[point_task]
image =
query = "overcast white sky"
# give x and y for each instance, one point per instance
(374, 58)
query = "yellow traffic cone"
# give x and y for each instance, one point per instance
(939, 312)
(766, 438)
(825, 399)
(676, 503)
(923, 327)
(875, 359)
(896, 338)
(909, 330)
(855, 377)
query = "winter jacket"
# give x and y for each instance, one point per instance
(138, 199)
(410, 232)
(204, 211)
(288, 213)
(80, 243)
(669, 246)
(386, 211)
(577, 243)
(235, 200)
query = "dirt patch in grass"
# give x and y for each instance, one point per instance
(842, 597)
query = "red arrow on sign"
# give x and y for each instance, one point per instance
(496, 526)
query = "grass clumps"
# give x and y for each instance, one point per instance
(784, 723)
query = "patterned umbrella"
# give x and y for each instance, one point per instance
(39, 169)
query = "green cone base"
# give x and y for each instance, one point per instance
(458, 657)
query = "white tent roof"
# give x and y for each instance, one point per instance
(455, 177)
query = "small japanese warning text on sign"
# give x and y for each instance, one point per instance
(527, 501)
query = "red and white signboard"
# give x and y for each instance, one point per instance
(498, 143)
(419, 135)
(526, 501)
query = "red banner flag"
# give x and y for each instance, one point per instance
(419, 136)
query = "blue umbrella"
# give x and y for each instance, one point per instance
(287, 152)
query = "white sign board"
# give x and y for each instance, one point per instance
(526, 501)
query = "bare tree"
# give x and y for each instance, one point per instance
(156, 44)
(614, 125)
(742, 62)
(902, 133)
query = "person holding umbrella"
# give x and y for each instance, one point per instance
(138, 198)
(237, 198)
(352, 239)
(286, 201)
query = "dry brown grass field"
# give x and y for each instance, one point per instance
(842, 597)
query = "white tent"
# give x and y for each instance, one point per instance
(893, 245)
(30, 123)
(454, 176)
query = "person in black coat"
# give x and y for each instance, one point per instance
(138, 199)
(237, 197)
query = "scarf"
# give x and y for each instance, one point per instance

-----

What is expected
Your reply should be one number: how many lines in the entries above contain the word "cone".

Expected answer
2